>> Start SOURCE TEXT
ANTI-TAKEOVER PROVISIONS

     Certain provisions in our articles of incorporation, bylaws and our
shareholders' rights plan may encourage persons considering unsolicited tender
offers or other unilateral takeover proposals to negotiate with our board of
directors rather than pursue non-negotiated takeover attempts.

     Our Classified Board of Directors. Our bylaws provide that our board of
directors is divided into three classes as nearly equal in number as possible.
The directors of each class are elected for three-year terms, and the terms of
the three classes are staggered so that directors from a single class are
elected at each annual meeting of stockholders. A staggered board makes it more
difficult for shareholders to change the majority of the directors and instead
promotes continuity of existing management.

     Our Ability to Issue Preferred Stock. As discussed above, our board of
directors can set the voting rights, redemption rights, conversion rights and
other rights relating to authorized but unissued shares of preferred stock and
could issue that stock in either private or public transactions. Preferred stock
could be issued for the purpose of preventing a merger, tender offer or other
takeover attempt which the board of directors opposes.

     Our Rights Plan. Our board of directors has adopted a stockholders' rights
plan. The rights attach to all common stock certificates representing
outstanding shares. One right is issued for each share of common stock
outstanding. Each right entitles the registered holder, under the circumstances
described below, to purchase from us one one-thousandth of a share of our Series
A Junior Participating Preferred Stock, a "Series A" share, at a price of
$150.00 per one one-thousandth of a Series A share, subject to adjustment. The
dividend and liquidation rights and the non-redemption feature of the Series A
shares are designed so that the value of one one-thousandth of a Series A share
purchasable upon exercise of each right will approximate the value of one share
of common stock. The following is a summary of the terms of the rights plan. You
should refer to the applicable provisions of the rights plan which we have
incorporated by reference as an exhibit to the registration statement of which
this prospectus is a part.

     The rights will separate from the common stock and right certificates will
be distributed to the holders of common stock as of the earlier of:

        - 10 business days following a public announcement that a person or
          group of affiliated persons has acquired beneficial ownership of 15%
          or more of our outstanding voting shares; or

        - 10 business days following the commencement or announcement of an
          intention to commence a tender offer or exchange offer which would
          result in a person or group beneficially owning 15% or more of our
          outstanding voting shares.

     The rights are not exercisable until rights certificates are distributed.
The rights will expire on July 31, 2007 unless that date is extended or the
rights are earlier redeemed or exchanged.

     If a person or group acquires 15% or more of our voting shares, each right
then outstanding, other than rights beneficially owned by such person or group,
becomes a right to buy that number of shares of
                                       16
<PAGE>   90

common stock or other securities or assets having a market value of two times
the exercise price of the right. The rights belonging to the acquiring person or
group become null and void.

     If Swift is acquired in a merger or other business combination, or 50% of
its consolidated assets or assets producing more than 50% of its earning power
or cash flow are sold, each holder of a right will have the right to receive
that number of shares of common stock of the acquiring company which at the time
of such transaction has a market value of two times the purchase price of the
right.
>> End SOURCE TEXT
>> Start PROVIDED RECORDS
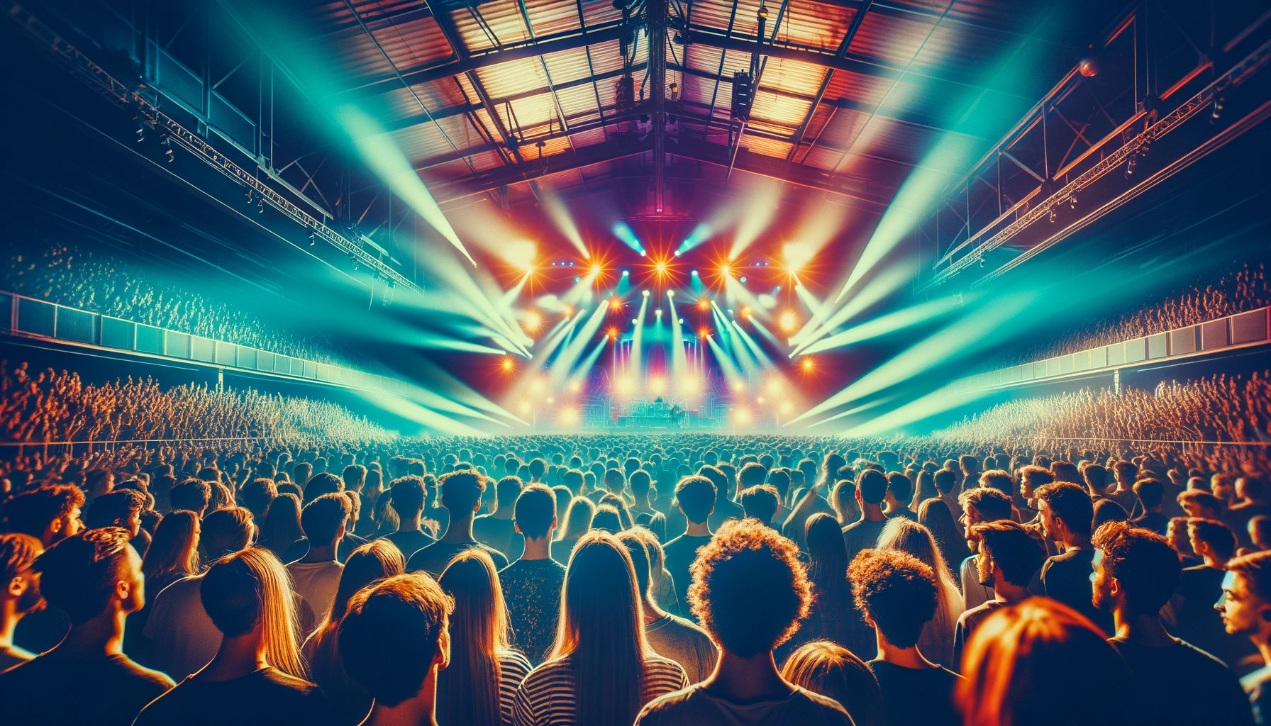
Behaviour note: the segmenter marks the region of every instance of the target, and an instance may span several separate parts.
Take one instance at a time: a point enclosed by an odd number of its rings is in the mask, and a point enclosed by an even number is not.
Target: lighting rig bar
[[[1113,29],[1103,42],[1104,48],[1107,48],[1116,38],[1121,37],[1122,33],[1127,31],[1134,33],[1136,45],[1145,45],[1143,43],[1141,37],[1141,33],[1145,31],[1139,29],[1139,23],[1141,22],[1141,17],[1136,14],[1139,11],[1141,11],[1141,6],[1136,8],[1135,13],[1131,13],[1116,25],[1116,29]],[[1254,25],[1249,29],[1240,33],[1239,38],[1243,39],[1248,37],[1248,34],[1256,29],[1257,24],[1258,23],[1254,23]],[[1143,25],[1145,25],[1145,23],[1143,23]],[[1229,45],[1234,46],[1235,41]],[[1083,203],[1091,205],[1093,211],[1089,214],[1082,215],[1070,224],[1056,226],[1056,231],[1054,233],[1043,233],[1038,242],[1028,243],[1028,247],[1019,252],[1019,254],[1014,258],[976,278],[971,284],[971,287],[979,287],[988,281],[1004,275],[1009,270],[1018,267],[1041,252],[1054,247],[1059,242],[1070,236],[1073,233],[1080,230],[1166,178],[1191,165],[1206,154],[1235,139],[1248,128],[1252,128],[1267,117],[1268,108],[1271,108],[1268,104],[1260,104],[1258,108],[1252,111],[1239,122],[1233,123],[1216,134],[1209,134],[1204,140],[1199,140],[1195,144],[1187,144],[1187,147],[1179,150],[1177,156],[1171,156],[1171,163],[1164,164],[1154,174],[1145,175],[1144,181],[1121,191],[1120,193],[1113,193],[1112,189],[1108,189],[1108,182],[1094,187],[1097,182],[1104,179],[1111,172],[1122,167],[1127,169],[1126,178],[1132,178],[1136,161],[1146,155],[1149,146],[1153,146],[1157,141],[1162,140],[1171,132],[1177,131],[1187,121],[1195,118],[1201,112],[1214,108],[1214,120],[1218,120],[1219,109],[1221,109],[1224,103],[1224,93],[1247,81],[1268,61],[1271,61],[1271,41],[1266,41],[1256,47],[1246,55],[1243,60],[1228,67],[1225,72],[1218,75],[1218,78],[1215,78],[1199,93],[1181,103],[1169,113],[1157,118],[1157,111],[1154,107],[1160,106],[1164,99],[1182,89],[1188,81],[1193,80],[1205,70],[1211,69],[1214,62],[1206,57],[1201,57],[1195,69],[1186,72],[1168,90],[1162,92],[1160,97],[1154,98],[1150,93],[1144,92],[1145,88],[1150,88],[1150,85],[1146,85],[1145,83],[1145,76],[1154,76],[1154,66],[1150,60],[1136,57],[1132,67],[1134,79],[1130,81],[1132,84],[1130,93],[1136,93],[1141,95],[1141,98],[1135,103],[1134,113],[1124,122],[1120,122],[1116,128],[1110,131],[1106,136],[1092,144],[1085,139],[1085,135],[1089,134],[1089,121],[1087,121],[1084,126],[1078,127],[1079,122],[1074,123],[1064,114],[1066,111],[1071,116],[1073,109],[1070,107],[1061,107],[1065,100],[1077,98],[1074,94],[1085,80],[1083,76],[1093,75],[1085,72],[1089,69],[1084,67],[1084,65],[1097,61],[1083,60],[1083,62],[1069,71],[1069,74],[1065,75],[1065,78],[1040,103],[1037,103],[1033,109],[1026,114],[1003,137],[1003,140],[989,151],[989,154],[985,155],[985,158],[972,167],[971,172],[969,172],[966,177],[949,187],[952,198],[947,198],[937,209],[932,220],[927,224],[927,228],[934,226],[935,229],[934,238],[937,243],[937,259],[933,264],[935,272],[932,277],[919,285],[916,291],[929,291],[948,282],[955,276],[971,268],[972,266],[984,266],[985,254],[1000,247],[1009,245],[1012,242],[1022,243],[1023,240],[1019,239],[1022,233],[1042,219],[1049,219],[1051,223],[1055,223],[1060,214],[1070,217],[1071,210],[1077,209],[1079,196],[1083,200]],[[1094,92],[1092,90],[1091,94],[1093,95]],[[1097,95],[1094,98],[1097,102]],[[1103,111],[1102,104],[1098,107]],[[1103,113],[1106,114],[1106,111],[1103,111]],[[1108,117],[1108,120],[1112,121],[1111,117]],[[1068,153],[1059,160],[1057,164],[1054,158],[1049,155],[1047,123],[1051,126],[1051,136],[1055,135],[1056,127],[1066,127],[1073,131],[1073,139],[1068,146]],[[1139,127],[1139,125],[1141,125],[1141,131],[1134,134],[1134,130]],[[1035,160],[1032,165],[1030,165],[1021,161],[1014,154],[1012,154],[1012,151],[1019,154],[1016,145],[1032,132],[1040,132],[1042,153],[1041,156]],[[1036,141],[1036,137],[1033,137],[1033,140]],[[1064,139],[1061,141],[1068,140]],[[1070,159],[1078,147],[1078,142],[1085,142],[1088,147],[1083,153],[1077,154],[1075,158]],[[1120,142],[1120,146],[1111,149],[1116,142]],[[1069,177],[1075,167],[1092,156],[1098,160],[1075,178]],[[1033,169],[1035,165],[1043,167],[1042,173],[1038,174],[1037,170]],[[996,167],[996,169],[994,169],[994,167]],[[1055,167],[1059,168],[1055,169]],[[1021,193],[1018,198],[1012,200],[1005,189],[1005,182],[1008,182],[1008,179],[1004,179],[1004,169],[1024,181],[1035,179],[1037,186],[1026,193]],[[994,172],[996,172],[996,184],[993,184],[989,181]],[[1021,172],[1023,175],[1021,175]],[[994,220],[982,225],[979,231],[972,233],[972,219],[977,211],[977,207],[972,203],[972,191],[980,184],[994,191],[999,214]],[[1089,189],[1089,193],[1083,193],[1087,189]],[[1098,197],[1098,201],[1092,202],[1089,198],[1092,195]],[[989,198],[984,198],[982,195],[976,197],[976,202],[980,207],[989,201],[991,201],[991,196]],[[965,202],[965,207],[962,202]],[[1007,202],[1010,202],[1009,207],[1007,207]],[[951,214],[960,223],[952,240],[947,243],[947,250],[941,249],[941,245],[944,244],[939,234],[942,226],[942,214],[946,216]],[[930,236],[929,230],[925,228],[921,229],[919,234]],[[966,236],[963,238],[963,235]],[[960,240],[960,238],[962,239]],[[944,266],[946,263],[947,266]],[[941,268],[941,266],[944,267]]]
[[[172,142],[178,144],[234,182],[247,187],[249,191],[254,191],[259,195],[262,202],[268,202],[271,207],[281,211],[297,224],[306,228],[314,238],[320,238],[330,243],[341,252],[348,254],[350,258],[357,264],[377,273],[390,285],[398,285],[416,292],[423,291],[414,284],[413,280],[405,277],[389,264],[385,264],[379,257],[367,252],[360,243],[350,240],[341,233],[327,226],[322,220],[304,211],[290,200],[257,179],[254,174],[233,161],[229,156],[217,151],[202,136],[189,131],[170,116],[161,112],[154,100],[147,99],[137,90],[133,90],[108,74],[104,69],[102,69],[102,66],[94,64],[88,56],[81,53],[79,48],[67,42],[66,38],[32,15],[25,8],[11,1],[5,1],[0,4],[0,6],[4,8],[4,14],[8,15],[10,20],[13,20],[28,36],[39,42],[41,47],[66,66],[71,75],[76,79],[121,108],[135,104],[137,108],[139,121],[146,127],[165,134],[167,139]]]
>> End PROVIDED RECORDS
>> Start PROVIDED RECORDS
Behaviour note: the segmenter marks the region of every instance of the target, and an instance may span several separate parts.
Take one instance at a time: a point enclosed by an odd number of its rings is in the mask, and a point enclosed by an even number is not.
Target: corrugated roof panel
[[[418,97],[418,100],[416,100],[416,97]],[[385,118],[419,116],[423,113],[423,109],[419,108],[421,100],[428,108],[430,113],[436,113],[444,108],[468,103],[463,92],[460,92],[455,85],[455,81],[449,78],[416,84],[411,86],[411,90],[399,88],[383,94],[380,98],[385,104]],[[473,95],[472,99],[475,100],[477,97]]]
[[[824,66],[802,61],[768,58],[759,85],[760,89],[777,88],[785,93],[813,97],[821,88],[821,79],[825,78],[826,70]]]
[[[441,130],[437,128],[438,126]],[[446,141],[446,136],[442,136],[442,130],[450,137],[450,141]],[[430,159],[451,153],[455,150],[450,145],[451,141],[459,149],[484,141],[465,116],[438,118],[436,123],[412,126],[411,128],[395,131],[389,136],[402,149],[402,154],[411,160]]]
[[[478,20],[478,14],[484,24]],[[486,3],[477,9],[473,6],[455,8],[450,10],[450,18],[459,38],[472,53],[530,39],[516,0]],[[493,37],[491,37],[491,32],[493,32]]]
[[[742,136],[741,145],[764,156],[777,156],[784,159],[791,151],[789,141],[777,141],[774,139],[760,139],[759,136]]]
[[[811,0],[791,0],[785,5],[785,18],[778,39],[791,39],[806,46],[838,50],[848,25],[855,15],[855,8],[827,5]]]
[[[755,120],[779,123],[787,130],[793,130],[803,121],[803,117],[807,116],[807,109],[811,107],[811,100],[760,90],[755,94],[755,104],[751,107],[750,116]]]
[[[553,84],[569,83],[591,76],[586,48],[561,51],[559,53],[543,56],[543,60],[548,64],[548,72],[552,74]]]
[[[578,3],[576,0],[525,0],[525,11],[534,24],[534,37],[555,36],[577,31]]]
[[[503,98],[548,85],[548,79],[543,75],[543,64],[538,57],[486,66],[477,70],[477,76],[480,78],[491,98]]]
>> End PROVIDED RECORDS
>> Start PROVIDED RECORDS
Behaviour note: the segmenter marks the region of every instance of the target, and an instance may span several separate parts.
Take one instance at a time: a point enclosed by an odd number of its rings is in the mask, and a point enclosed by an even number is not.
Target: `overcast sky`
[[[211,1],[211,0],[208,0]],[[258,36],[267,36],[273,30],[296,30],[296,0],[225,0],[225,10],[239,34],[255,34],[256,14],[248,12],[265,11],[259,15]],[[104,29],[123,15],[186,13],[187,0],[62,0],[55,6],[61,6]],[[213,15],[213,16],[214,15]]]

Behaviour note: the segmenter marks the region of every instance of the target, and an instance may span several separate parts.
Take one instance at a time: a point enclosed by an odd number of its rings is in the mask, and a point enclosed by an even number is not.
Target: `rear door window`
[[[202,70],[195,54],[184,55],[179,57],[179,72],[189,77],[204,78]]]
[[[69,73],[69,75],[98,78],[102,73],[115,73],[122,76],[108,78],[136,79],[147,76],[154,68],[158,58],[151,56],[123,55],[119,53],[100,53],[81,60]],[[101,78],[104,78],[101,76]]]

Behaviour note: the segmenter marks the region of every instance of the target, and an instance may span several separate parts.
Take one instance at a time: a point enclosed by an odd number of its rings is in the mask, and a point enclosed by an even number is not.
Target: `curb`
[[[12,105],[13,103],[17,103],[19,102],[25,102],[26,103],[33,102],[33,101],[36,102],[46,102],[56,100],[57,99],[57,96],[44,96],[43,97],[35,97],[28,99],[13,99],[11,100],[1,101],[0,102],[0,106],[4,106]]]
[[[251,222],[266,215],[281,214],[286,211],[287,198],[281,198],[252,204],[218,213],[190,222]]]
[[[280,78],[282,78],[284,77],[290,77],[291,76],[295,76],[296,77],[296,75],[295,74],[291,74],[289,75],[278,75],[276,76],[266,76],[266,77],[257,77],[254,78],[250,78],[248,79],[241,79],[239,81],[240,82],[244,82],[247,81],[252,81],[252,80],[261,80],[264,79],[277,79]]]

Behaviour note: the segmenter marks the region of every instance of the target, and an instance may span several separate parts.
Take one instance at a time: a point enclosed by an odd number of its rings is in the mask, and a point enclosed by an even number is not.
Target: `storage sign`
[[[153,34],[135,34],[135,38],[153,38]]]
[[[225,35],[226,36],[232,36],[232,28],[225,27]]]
>> End PROVIDED RECORDS
• _PROBLEMS_
- 1) According to the anti-takeover provisions text, on what date will the rights expire if that date is not extended and the rights are not redeemed or exchanged earlier?
- 2) Reproduce word for word the passage of the anti-takeover provisions text starting at "The rights are" and ending at "null and void.".
The listing is separate material, apart from the anti-takeover provisions text.

• _SOLUTION LIST_
- 1) July 31, 2007.

- 2)
The rights are not exercisable until rights certificates are distributed.
The rights will expire on July 31, 2007 unless that date is extended or the
rights are earlier redeemed or exchanged.

     If a person or group acquires 15% or more of our voting shares, each right
then outstanding, other than rights beneficially owned by such person or group,
becomes a right to buy that number of shares of
                                       16
<PAGE>   90

common stock or other securities or assets having a market value of two times
the exercise price of the right. The rights belonging to the acquiring person or
group become null and void.